Marion during the mid to late 1800s was primarily a rural community with a handful of local industries including mining and brickmaking.
In 1836 Colonel William Light and his survey team arrived and by 1838 he had mapped out the village of Marion.
The Adelaide Plains, including the Sturt River area, with its fertile wooded land and abundant supply of fresh water, immediately impressed Light.
The Sturt River Warripari provided fresh water for most months of the year, and the alluvial soils on the plains adjacent to the river were exceptional for agriculture.
The European settlers grew an abundance of produce including vegetables, almonds, stone fruits, wheat, oats, maize and grapes.
Richard Hamilton had secured 80 acres of land on the banks of the Sturt River in the Marion district on the advice of his son John, who was working in Colonel Light’s survey party.
While establishing his farm, Richard Hamilton wrote to a friend in South Africa asking:
“Would you kindly send a few vine plants as the health of the family requires a little wine.”
By 1841 the Hamilton family was producing the first commercial wine in South Australia, selling it to nearby farmers from the back of a horse and cart.
By the early 1860s other significant vine growers and winemakers in the area were the Kearnes and Crozier families at Oaklands, W.H Trimmer at Fairford, and Thomas Hardy and Sons at Brookside.
In Marion there remains a small number of gnarled old Shiraz and Grenache Vines from the Hamilton Estate.
To this day they still bear fruit, in one of the world’s last urban vineyards.
“In the late 1800s local men and women could earn 2 shillings a day grape picking. After work they would relax by sitting under a tree and have a swig of ‘pinky’ from their flagon. Even the old ladies were drinkers. It was part of their social life.”
- DOLLING, A. 1981, THE HISTORY OF MARION ON THE STURT
In the 1850s tobacco was grown extensively in the Marion area. The nicotine was used for treating scab disease in sheep.
Wagon loads of tobaccos were carted from Oaklands to Hindmarsh for drying, then distributed throughout the colony of South Australia.
You can listen to all this on a video on YouTube:
The City of Marion recognises the importance of preserving our cultural heritage, valuing the past and planning for the future.
Our cultural heritage is precious and irreplaceable. It includes stories, memories, events and traditions as well as landscapes and places, buildings and objects that have significance to our local community.

------------------------------------------------------------------------

▶ What to produce
Summarize the passage on Marion's early history in three sentences.

------------------------------------------------------------------------

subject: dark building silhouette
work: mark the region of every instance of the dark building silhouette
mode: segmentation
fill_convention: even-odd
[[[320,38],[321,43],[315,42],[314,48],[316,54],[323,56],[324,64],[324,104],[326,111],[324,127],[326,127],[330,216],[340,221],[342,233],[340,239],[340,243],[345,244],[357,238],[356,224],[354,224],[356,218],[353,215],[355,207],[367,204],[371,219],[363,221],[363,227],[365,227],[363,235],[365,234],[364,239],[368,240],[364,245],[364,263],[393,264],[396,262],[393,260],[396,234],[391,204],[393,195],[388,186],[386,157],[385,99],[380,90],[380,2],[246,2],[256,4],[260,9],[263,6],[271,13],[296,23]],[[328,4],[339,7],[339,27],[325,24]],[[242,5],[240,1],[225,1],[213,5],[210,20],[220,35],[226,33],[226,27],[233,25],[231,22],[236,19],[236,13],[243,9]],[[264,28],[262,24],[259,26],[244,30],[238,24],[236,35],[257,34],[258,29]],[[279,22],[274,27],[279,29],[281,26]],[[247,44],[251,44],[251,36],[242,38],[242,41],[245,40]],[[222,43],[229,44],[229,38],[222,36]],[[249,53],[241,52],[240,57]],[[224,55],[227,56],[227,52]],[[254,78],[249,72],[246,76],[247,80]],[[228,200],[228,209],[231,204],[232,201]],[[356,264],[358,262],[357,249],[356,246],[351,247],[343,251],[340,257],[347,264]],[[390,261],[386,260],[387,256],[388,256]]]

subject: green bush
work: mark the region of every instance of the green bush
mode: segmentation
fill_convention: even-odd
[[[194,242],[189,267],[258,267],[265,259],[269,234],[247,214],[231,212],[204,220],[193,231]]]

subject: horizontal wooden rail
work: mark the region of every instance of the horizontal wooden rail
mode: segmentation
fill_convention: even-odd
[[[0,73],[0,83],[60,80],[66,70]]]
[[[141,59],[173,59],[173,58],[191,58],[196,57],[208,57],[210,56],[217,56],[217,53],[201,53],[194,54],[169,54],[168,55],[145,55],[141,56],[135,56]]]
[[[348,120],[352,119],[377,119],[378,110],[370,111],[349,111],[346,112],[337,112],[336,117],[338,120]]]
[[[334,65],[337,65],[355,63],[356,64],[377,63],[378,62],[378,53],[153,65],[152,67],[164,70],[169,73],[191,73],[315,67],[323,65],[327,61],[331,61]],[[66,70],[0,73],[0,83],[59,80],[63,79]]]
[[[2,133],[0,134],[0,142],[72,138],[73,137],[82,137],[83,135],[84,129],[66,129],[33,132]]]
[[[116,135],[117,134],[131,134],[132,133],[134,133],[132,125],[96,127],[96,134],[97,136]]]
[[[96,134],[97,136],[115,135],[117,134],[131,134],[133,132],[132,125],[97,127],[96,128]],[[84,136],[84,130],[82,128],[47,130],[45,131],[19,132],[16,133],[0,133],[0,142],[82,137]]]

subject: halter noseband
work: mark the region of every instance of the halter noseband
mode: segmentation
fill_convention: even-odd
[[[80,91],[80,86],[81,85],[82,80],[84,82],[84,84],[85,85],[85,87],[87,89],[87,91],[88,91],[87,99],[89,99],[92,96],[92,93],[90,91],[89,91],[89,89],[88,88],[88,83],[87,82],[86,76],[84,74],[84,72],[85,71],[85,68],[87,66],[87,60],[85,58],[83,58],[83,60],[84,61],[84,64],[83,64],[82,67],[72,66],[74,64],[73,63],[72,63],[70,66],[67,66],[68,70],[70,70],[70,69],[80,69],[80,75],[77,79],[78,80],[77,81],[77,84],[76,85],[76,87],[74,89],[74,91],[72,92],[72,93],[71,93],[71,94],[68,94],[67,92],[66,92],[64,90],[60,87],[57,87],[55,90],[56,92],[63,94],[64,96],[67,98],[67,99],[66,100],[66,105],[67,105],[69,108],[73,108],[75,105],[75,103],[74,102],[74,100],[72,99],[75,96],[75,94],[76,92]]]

------------------------------------------------------------------------

▶ Exercise output
In the mid to late 1800s, Marion was mainly a rural community with a few industries such as mining and brickmaking, and the fertile plains beside the Sturt River let European settlers grow vegetables, almonds, stone fruits, grains and grapes. Richard Hamilton secured 80 acres on the river, and by 1841 his family was producing South Australia's first commercial wine; a few of the Hamilton Estate's old Shiraz and Grenache vines still bear fruit. Tobacco was also grown extensively in the area in the 1850s, and its nicotine was used to treat scab disease in sheep.